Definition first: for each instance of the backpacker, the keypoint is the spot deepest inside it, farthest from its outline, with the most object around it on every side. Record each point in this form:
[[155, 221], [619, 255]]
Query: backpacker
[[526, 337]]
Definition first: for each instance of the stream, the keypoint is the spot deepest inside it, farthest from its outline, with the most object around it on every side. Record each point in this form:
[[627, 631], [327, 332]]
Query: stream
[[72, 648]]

Problem to work on:
Rewrite all of the data above as a JSON list of strings, one string for each line, leaving out blank lines.

Answer to the task:
[
  "Definition first: for each instance of the backpacker, the keypoint is the spot deepest inside it, farthest from its outline, with the most object around it on every side. Record each point in this form:",
  "[[155, 221], [619, 255]]",
  "Query: backpacker",
  "[[526, 337]]",
  "Definition first: for each instance of the stream, the keypoint is the spot deepest inside it, farthest from its outline, with the most object around it on every side. Record each point in this form:",
  "[[627, 631], [327, 332]]",
  "Query: stream",
  "[[72, 648]]"
]